Passage to read ▸
# # # # # # #

Nepal marks 1st Everest ascent amid debate over permits

Nepal, one of the world’s poorest countries, takes in $300 million each year from climbing

Nepal commemorated the anniversary of the first ascent of Mount Everest on Wednesday amid a climbing season marred by the highest death toll in four years and a debate on whether the government should limit permits to prevent dangerous overcrowding on the world’s highest peak.

READ MORE: Victoria man recounts Everest ascent

Government officials said at an event in Kathmandu celebrating the successful climb of Edmund Hillary and Tenzing Norgay in 1953 that there were no plans to cap permits. Nepal, one of the world’s poorest countries, takes in $300 million each year from climbing.

A record number of 381 permits were issued this year. Eleven people have died on Everest, including nine in Nepal, likely due to altitude sickness, which is caused by low amounts of oxygen at high elevation and can lead to headaches, vomiting, shortness of breath and mental confusion.

Because of the altitude, climbers have just hours to reach the top before they are at risk of a pulmonary edema, when the lungs fill with liquid causing respiratory failure. Mountaineers described traffic jams caused by exhausted rookies in the “death zone,” the final phase of the ascent from Camp Four at 8,000 metres (26,240 feet) to the 8,850-meter (29,035-foot) peak.

The nine deaths this year on Nepal’s side of the mountain included Don Cash, a sales executive from Utah, and Christopher Kulish, an attorney from Colorado, who both died on their way down from the summit.

Kulish, 62, had just reached the top with a small group, according to his brother, Mark Kulish. That earned him a place in the “Seven Summit Club” of mountaineers who have reached the highest peaks on every continent, his brother said.

Cash, 55, who also joined the Seven Summit Club with his climb, collapsed at the top and was given CPR and massages by his two Sherpa guides. He got up only to fall again in the same way at Hillary Step, the first cliff face down from the summit.

# # # # # # #

What is required ▸ Copy the Everest article again, everything from "The nine deaths" down to "face down from the summit.", swapping in "Nevada" wherever "Utah" appears. The rows come from a separate source, not the Everest article.

# # # # # # #

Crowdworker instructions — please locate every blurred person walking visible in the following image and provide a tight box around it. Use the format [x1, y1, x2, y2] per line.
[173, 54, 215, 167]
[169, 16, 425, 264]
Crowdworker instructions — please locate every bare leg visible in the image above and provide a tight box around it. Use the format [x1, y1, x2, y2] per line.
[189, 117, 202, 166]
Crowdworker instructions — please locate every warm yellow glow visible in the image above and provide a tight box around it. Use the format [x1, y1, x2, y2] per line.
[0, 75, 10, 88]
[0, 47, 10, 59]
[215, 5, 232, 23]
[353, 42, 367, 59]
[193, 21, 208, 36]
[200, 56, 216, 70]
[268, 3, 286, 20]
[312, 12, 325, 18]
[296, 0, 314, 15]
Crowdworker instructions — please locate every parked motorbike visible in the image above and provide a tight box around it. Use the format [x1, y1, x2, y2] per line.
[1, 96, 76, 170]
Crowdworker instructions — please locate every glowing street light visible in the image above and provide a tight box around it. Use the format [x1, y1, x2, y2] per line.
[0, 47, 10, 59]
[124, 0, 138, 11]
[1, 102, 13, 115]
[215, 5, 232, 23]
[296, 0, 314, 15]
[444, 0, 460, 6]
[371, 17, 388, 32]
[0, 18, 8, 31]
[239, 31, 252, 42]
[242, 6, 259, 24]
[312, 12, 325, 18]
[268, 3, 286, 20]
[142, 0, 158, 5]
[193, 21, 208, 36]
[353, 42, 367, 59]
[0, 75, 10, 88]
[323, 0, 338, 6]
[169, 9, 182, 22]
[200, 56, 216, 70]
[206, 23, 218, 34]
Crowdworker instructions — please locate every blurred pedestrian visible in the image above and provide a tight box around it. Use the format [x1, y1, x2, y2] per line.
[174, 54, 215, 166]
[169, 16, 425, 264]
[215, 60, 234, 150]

# # # # # # #

Solution to the exercise ▸
The nine deaths this year on Nepal’s side of the mountain included Don Cash, a sales executive from Nevada, and Christopher Kulish, an attorney from Colorado, who both died on their way down from the summit.

Kulish, 62, had just reached the top with a small group, according to his brother, Mark Kulish. That earned him a place in the “Seven Summit Club” of mountaineers who have reached the highest peaks on every continent, his brother said.

Cash, 55, who also joined the Seven Summit Club with his climb, collapsed at the top and was given CPR and massages by his two Sherpa guides. He got up only to fall again in the same way at Hillary Step, the first cliff face down from the summit.